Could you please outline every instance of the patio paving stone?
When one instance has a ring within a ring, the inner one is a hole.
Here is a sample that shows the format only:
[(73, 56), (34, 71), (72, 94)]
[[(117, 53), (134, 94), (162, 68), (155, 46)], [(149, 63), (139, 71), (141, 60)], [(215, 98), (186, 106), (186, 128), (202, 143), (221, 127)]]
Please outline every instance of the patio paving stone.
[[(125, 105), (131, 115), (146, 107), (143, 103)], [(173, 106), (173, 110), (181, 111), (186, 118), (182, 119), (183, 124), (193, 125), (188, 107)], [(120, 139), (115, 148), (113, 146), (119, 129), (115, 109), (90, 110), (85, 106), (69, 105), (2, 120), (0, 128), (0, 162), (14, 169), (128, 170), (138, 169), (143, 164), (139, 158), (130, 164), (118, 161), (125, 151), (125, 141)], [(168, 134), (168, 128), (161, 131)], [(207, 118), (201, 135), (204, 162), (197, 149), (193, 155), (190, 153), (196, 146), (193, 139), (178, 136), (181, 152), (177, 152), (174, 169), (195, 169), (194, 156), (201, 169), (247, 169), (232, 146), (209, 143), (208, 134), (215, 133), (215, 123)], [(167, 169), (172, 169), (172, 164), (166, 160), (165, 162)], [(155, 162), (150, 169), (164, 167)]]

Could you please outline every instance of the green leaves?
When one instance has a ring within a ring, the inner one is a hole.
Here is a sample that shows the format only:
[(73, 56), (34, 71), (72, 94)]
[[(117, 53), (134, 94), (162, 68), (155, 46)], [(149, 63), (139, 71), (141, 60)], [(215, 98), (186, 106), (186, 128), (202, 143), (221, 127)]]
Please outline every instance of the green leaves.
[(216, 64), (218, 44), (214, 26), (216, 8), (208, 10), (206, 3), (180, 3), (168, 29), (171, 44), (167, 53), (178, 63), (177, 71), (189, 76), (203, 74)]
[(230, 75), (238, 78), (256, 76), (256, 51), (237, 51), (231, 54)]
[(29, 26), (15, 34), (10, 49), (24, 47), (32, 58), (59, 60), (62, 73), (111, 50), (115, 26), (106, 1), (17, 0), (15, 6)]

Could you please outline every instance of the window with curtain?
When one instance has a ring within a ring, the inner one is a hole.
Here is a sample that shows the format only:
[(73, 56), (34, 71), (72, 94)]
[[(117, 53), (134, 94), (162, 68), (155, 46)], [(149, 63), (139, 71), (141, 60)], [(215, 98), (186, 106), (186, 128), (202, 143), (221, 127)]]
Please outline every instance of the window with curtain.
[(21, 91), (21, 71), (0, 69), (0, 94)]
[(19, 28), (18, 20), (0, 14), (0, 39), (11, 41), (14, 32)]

● ● ● ●

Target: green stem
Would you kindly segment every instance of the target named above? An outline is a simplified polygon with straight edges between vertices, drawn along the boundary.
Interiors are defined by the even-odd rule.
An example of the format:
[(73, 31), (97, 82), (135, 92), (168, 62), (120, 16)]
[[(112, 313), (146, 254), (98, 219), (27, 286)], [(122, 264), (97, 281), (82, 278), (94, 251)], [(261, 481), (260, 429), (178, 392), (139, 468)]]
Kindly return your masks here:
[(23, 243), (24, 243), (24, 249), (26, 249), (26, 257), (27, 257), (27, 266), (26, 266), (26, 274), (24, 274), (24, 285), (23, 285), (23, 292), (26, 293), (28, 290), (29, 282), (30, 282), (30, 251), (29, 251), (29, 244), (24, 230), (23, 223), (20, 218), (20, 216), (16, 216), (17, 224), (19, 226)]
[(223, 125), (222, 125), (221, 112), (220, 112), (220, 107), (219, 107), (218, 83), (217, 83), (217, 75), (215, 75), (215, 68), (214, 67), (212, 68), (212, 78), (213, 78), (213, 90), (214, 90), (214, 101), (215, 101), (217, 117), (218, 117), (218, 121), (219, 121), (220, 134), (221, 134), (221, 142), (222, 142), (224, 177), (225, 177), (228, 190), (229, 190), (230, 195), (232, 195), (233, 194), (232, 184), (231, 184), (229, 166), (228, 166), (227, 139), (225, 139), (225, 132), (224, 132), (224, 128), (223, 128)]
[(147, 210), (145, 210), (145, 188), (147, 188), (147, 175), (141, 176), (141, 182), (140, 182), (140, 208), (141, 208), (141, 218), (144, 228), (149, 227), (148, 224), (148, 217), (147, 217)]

● ● ● ●

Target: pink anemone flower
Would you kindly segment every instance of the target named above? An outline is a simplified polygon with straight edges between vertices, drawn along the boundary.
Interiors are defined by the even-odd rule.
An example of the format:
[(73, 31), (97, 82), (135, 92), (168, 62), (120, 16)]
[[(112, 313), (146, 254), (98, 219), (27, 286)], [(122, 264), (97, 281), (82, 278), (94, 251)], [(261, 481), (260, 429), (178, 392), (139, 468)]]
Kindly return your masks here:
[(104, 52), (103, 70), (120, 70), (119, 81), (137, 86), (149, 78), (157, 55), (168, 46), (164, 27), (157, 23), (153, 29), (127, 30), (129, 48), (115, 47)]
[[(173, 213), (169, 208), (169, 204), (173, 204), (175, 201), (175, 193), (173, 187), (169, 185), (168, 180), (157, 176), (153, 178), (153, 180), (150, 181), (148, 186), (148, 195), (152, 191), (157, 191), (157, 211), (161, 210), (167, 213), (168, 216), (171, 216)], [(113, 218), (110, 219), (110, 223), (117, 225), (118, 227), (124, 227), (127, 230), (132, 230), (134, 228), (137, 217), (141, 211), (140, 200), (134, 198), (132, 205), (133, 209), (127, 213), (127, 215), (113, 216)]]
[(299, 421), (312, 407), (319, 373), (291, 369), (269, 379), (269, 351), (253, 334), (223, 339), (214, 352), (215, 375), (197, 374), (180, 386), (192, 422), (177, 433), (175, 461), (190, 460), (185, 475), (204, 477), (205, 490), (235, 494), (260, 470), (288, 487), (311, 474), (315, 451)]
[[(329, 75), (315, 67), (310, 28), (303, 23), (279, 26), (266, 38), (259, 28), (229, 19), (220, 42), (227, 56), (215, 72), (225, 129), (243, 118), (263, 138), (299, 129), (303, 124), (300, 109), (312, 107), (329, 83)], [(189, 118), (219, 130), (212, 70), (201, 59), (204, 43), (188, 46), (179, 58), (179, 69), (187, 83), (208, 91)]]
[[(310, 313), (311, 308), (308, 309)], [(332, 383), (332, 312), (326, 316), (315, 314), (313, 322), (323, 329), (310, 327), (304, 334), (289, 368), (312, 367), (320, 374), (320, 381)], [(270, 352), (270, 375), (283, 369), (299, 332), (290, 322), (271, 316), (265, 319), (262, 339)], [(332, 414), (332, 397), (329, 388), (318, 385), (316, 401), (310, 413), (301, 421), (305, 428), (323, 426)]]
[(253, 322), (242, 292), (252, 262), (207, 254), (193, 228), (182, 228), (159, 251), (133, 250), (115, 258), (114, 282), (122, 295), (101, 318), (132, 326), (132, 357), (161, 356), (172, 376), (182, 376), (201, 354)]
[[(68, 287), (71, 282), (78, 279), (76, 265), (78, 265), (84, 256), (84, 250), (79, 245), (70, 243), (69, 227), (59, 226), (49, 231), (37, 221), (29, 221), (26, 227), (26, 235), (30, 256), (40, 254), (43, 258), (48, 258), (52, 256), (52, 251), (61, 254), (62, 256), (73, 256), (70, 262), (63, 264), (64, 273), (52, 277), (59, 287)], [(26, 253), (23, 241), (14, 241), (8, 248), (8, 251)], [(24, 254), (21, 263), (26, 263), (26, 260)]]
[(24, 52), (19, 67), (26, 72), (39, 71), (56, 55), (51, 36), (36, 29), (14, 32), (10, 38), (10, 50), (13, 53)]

● ● ● ●

--- WHAT THE TASK REQUIRES ---
Update the lines starting with the one that has "Target: green stem" and stopping after the one that has "128), (223, 128)]" by changing "polygon" to "shape" and leaving everything else the same. Return only those lines.

--- PROBLEM SOLUTION ---
Target: green stem
Would you kindly segment every instance of the target named above? An outline is a simplified shape with straight edges between vertices, drawn along the boundary.
Interiors are defined by the even-odd rule.
An example of the format:
[(73, 31), (97, 82), (135, 92), (168, 62), (120, 16)]
[[(112, 313), (146, 254), (98, 219), (27, 286)], [(122, 264), (97, 281), (82, 278), (94, 251)], [(261, 481), (260, 429), (178, 392), (139, 468)]]
Kindly return your masks here:
[(23, 243), (24, 243), (24, 249), (26, 249), (26, 257), (27, 257), (27, 266), (26, 266), (26, 274), (24, 274), (24, 285), (23, 285), (23, 292), (26, 293), (28, 290), (29, 282), (30, 282), (30, 251), (29, 251), (29, 244), (24, 230), (23, 223), (20, 218), (20, 216), (16, 216), (17, 224), (19, 226)]
[(223, 125), (222, 125), (221, 112), (220, 112), (220, 107), (219, 107), (218, 83), (217, 83), (217, 75), (215, 75), (215, 68), (214, 67), (212, 68), (212, 78), (213, 78), (213, 90), (214, 90), (214, 101), (215, 101), (217, 117), (218, 117), (218, 121), (219, 121), (220, 134), (221, 134), (221, 142), (222, 142), (224, 177), (225, 177), (228, 190), (229, 190), (230, 195), (232, 195), (233, 194), (232, 184), (231, 184), (229, 166), (228, 166), (227, 139), (225, 139), (225, 132), (224, 132), (224, 128), (223, 128)]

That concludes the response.